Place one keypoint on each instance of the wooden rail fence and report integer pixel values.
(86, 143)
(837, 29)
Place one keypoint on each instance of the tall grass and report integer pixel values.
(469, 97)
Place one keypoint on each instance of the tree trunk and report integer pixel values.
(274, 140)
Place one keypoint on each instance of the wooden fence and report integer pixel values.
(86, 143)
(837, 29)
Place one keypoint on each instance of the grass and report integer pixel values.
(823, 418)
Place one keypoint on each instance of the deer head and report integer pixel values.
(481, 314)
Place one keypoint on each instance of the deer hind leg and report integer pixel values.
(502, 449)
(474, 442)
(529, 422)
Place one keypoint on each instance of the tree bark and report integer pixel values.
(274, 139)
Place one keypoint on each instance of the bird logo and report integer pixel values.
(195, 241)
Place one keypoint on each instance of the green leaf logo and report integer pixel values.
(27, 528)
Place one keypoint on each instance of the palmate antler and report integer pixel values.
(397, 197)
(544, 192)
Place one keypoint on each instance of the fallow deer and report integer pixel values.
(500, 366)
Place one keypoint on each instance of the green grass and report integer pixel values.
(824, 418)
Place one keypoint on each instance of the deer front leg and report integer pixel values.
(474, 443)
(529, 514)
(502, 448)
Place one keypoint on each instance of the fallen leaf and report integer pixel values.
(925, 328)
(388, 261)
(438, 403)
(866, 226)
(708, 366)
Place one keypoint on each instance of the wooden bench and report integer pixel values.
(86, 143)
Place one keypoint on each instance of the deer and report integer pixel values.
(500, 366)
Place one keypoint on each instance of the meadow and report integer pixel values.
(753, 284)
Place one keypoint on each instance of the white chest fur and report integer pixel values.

Exercise details => Lay out the records from the line containing "Place one keypoint on each instance of the wooden bench" through the final line as a Markdown table with two columns, Row for the row number and Line for the line itself, leaving out any blank lines.

Written answer =>
| Row | Line |
|---|---|
| 1 | Place one keypoint on each instance of the wooden bench and report integer pixel values. |
| 2 | (86, 143) |
| 3 | Place one keypoint on each instance of the deer and report integer pixel values. |
| 4 | (500, 366) |
| 5 | Place one keypoint on each instance of the meadow and report integer pixel values. |
| 6 | (753, 284) |
| 7 | Place one keypoint on each instance of the white chest fur and report integer pixel values. |